WHAT IS EXPECTED:
Please give every line below again exactly, but not its pictures.
── DATASET EXCERPTS
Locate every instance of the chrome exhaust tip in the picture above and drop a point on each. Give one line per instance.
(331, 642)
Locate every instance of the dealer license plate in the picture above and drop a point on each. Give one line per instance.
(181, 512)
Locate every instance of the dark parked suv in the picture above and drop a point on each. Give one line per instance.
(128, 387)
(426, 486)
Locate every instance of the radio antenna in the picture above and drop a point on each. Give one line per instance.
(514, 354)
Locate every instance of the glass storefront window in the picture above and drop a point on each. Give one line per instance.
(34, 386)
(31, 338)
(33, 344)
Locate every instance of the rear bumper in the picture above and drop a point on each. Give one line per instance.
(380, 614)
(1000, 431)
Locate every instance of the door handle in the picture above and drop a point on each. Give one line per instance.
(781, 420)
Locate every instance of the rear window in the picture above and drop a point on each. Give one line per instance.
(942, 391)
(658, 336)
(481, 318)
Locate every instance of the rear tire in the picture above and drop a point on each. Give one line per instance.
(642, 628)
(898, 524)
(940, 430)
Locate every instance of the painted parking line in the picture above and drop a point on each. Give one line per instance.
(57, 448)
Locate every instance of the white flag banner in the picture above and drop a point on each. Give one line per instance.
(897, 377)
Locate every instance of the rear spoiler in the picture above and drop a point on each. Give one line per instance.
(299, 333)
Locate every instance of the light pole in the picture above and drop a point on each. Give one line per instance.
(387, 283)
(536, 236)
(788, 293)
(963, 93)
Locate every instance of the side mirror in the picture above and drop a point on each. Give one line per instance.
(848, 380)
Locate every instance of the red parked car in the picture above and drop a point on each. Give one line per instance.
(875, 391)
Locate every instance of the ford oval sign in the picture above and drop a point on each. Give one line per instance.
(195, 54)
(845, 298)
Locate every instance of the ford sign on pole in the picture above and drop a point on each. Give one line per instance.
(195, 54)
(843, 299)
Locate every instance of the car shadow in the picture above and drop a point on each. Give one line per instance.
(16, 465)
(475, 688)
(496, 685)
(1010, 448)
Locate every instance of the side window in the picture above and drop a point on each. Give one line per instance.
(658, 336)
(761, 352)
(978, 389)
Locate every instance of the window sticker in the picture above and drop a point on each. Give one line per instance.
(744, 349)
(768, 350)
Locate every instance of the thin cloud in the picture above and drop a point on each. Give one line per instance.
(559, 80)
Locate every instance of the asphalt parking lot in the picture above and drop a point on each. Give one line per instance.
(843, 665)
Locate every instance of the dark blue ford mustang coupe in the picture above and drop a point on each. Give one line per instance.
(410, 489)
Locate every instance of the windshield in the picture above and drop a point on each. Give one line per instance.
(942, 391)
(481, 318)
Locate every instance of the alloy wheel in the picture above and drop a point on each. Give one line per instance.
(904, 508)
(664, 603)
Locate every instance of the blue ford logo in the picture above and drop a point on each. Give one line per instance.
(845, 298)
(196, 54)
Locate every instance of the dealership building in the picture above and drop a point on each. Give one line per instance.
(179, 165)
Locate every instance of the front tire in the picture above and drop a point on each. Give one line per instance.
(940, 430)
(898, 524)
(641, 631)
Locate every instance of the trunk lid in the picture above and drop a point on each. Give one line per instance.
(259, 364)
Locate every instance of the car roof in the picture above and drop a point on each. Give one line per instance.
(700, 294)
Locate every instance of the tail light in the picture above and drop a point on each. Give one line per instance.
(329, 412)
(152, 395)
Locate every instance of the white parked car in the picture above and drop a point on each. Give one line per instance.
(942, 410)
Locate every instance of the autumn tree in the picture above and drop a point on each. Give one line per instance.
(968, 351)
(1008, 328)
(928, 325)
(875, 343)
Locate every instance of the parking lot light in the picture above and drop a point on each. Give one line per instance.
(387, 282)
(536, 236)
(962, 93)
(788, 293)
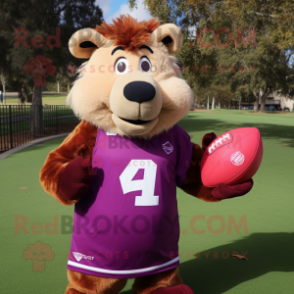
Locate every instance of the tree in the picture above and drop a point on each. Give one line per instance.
(3, 80)
(39, 48)
(264, 38)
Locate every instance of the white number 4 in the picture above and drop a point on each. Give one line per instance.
(146, 185)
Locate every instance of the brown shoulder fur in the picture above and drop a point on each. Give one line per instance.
(79, 143)
(192, 183)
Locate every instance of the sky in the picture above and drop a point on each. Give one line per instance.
(113, 8)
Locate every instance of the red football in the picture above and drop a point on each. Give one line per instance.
(232, 158)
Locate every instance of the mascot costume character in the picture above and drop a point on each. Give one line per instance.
(122, 164)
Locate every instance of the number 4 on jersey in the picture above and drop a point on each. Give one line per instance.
(146, 185)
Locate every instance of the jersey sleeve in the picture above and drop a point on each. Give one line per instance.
(184, 148)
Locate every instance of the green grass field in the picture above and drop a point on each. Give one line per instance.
(266, 236)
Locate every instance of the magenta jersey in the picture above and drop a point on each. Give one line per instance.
(127, 224)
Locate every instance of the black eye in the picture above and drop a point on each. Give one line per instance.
(121, 66)
(145, 65)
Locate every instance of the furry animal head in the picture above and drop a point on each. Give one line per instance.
────
SOLUTION FOR THIS TASK:
Locate every instance of the chrome exhaust tip in the picture above and drop a point on each. Give one line per instance.
(331, 642)
Locate every instance of the dealer license plate in the picture above and drop a point on each. Give one line per instance.
(181, 512)
Locate every instance of the dark parked suv in the picture above and drop a point on each. Give one line per instance.
(128, 387)
(426, 486)
Locate every instance of the radio antenna in the picture above and drop a point on each. Give one line per instance.
(514, 354)
Locate every instance of the glass storefront window in the picture above and drop a point on each. Give one line per instance.
(34, 386)
(31, 338)
(33, 344)
Locate every instance of the rear bumper in the picture above and drop a point on each. Give one line per instance.
(380, 614)
(1000, 431)
Locate every instance of the door handle in the picture above and drop a point on each. Give one line per instance.
(781, 420)
Locate every instance of the rear window in the picture above and drop a point on each. Give one line per instance.
(942, 391)
(658, 336)
(481, 318)
Locate every instance of the rear tire in the picture above and drop a point on each. Give one line per instance.
(642, 628)
(898, 524)
(940, 430)
Locate every instance of the painted parking line in the picture above and drop a point on each. Give one line per instance.
(57, 448)
Locate every instance of the white flag banner in the picture above and drop a point on each. Give one line per instance.
(897, 377)
Locate every instance of the rear spoiler in the picture above and drop a point on each. Give one line per instance.
(299, 333)
Locate every instance of the light pole in the picture above and drop a point on each. Give one line per instance.
(387, 283)
(536, 236)
(788, 293)
(963, 93)
Locate every instance of the side mirror in the picture above and drop a point on each. Give one line per instance.
(848, 380)
Locate every instance of the red parked car in the picture above and drop a point on each. Give one line per instance.
(875, 391)
Locate every instance of the ford oval sign in the picture above and drop a point on each. Give one line per instance.
(195, 54)
(845, 298)
Locate every instance of the ford sign on pole in the picture above and drop a point on each. Give one line per instance.
(195, 54)
(843, 299)
Locate every instance of the car shadow in the picture above and drop a point on each. Give one line per instance.
(16, 465)
(475, 688)
(496, 685)
(1010, 448)
Locate every instance of the side window in the picture above and drop a point on each. Give one line per instance.
(658, 336)
(761, 352)
(978, 389)
Locate every instance of the window sticker in the picture above and drop a point on each. Give one line per instance.
(744, 349)
(768, 350)
Locate every instance of the thin cloud in the picture above and drop a point on each. Give one line per instance.
(559, 80)
Locate every instance of the asphalt parking lot in the picture above and drop a point on each. Give one line per instance.
(843, 665)
Locate every instance of the dark blue ford mustang coupe in the picture above and drop a point on each. Give one line per instance.
(410, 489)
Locate every instance of the windshield in the picture above and drop a point on each. Give one line per instance.
(942, 391)
(481, 318)
Locate every instance of the alloy wheel in the picture above and drop a point on each. Give one line per instance.
(904, 508)
(664, 603)
Locate every instance of the blue ford logo in the picture above and drop a point on each. Give one line per instance.
(845, 298)
(196, 54)
Locate every instance of the dealership building in the picture above and drop a point on each. Give one line per instance.
(179, 165)
Locate every instance of the front tire in the picture above and drop a point on each. Give one line per instance.
(940, 430)
(898, 524)
(641, 631)
Locate every instance of the trunk lid in the picture above and drop a point on each. Give one line per instance.
(259, 364)
Locate every instance of the car roof in the picture above and drop a point on each. Give one line per instance.
(700, 294)
Locate every instance of the tail light in the picture above and drop a point on each. Give one line per instance.
(329, 412)
(152, 395)
Locate every instance of the white parked car in the picture above and drop a point on each. Give one line per instance.
(942, 410)
Locate every instance of the autumn tree in the picture above and drop a point on each. Give one line per instance.
(968, 351)
(1008, 328)
(928, 325)
(875, 343)
Locate every instance of the parking lot light in the picture above and drop a point on each. Give one line per instance.
(387, 282)
(536, 236)
(962, 93)
(788, 293)
Locate every instance of the tree in the picture above and drop a point on each. Give one line per instance.
(3, 80)
(39, 48)
(264, 38)
Locate every instance of the white number 4 in the picture above and drop a point on each. Give one line per instance.
(146, 185)
Locate every instance of the brown shoulder fur in the picture above and drop a point on each. Give one line per instance.
(79, 143)
(192, 183)
Locate every instance of the sky in the picture above and drop a point on each. Give one line per instance.
(113, 8)
Locate every instance of the red football in the picture above and drop a point on each. Give one line per instance.
(232, 158)
Locate every instance of the mascot costume character in the picture above and drop a point on each. Give one line per instance.
(122, 164)
Locate every instance of the number 4 on jersey in the picture above and drop a point on each. Give one line per instance.
(146, 185)
Locate every instance of the jersey sleeve in the picture above and drop a point on each. Give one line per instance.
(184, 148)
Locate every instance of the green grass field in the picture above and drop a point on each. Give one line per instance.
(266, 236)
Locate every instance of the magenta jersey in the picture above and drop a point on each. Give one line per instance.
(127, 224)
Locate every instance of the black eye in the picture above and drop a point on each. Give one line per instance.
(121, 66)
(145, 65)
Locate every instance of the furry animal head in the picture above and drop a point on each. Give one line per instance.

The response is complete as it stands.